* Begin *
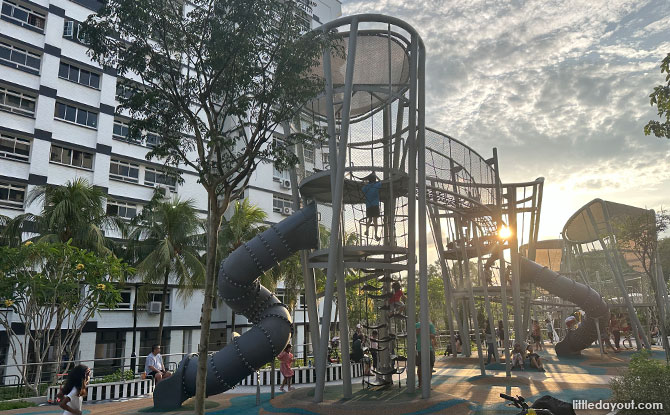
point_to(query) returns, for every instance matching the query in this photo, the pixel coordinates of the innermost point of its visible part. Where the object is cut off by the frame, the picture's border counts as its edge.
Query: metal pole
(615, 269)
(516, 281)
(426, 371)
(344, 321)
(468, 281)
(487, 300)
(272, 379)
(660, 282)
(636, 321)
(446, 280)
(411, 213)
(335, 240)
(309, 281)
* End *
> [WRITTEN INSTRUCTION]: Please rewrite the listing above as a two-column CSV headed input and output, with one row per listing entry. Put its text and its answer each in a single quoted field with line breaks turned into spaces, and leave the picture out.

> [RESPONSE]:
input,output
"point_to(query) returns, for every instance matching the query in this photo, the pixel coordinates of the innermost point of its visible part. Where the object is cut off by the frame, the picture's border counts as its edge. Query: metal pole","(615, 269) (516, 281) (426, 371) (344, 321) (468, 281) (487, 300) (272, 379) (660, 282) (636, 321) (446, 280) (411, 213) (335, 240) (309, 281)"